* EXERCISE GOAL: Lay out every line of the records below as a JSON list of strings, one string per line, skipping blank lines and leaving the pictures out.

* EXTRACTED MATERIAL:
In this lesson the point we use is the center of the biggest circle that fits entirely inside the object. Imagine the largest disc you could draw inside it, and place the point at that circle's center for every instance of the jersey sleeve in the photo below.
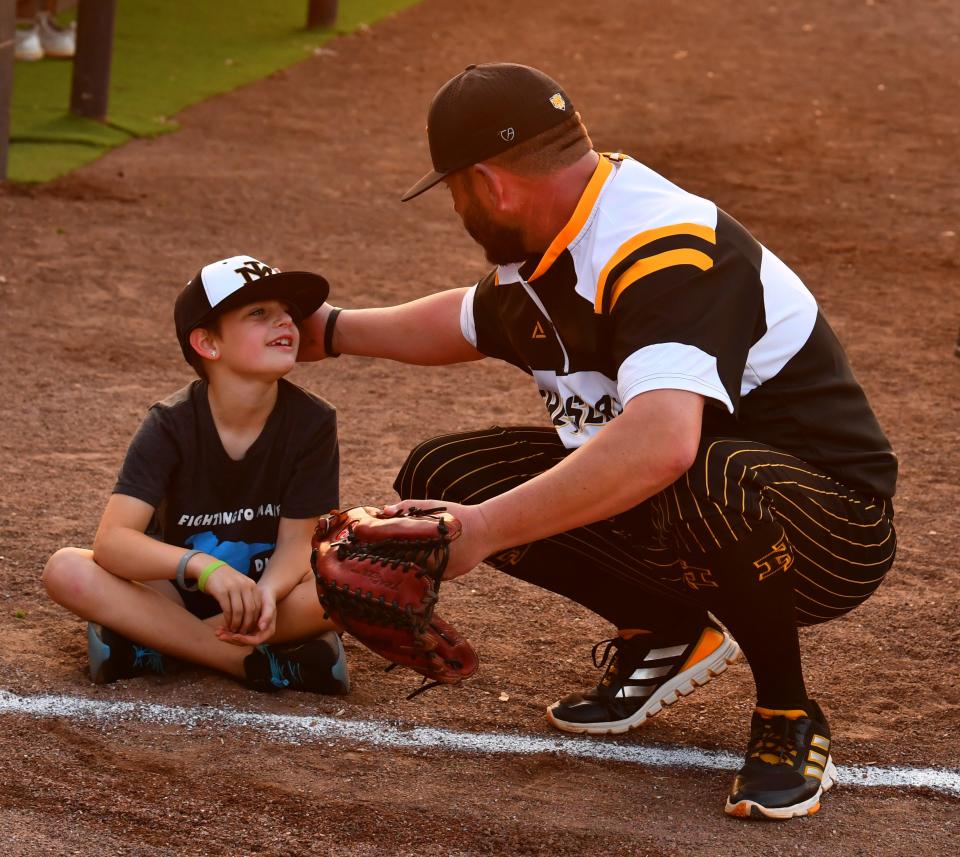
(482, 325)
(686, 326)
(150, 462)
(314, 486)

* RESULT OF THE EXERCISE:
[
  "In this lesson the point we use is the center of the biggest circle that fits entirely inside the object. Imagine the largest disc you could draw inside it, and place the point at that circle's center for every instance of the jersey sleeve in the photo below.",
  "(482, 325)",
  "(686, 326)",
  "(150, 462)",
  "(314, 486)"
]